* **Passage**:
And yet, most of those programs were stripped away or allowed to expire under this administration. Why? Because in Washington, the pain of everyday people is treated as temporary, even when it’s not.
Let me be clear: housing is a human right. No child should have to do homework in the backseat of a car. No veteran should sleep under a bridge. No single parent should face eviction because rent spiked $500 overnight.
I live in Aurora, and I’ve seen people fall into homelessness not from laziness or addiction, but from a system that’s rigged to benefit landlords, investors, and billionaires. That’s not just unjust—it’s un-American.
Here’s how we change that:
Enshrine Housing as a Federal Right. Everyone deserves a safe place to live. I’ll champion legislation that makes housing a guaranteed right, not a speculative investment.
Fund Affordable and Public Housing Projects. We must massively expand public and mixed-income housing developments with federal support—not just in big cities, but in the suburbs and rural areas too.

* **Questions**:
1: Answer these from the housing passage:
(a) In what place does the writer live?
(b) By how much does rent spike overnight in the example about a single parent?
(c) Apart from big cities, where should public and mixed-income housing be expanded?
2: Carry on the housing passage from its last sentence, in the same voice and format.
The listing that comes next is separate material with no tie to the housing passage.

* **Collected data**:
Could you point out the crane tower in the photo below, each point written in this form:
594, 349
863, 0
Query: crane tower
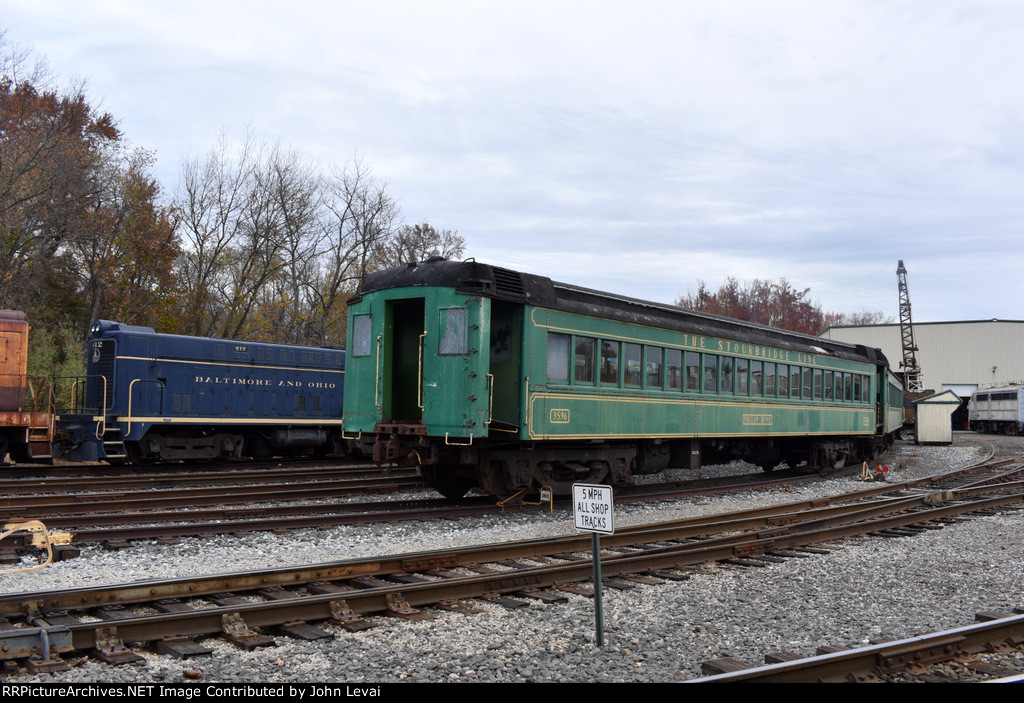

* **Numbered answers**:
1:
(a) Aurora
(b) $500
(c) In the suburbs and rural areas

2:
Restore and Expand Pandemic-Era Housing Programs. Rent relief, mortgage assistance, and utility aid worked—and they should never have ended. I will fight to restore and make these programs permanent.
Protect Tenants and First-Time Homebuyers. We need national rent stabilization, eviction protections, and limits on corporate landlords. We must also offer grants and down-payment assistance for first-time buyers to actually compete in today’s inflated housing market.
Crack Down on Corporate Landlords. Wall Street shouldn’t be allowed to outbid working families and buy up entire neighborhoods. I’ll push for a federal cap on the number of single-family homes corporations can own.
Implement a National Vacancy Tax. Empty luxury units and investor-owned properties should be taxed heavily when they sit unused, while Americans sleep on the streets.
Fund Nonprofits and Mutual Aid. Through a modest 2% wealth tax on fortunes over $100 million, we can grant billions to grassroots organizations, shelters, and community developers already doing the work in our neighborhoods.
Housing insecurity is not a mystery. It’s a policy choice. So is ending it.
Let’s stop pretending that poverty is a personal failure. Let’s reject the cruelty of a system where billionaires hoard houses while millions go without one. We proved during the pandemic that help is possible. Now we must make it permanent.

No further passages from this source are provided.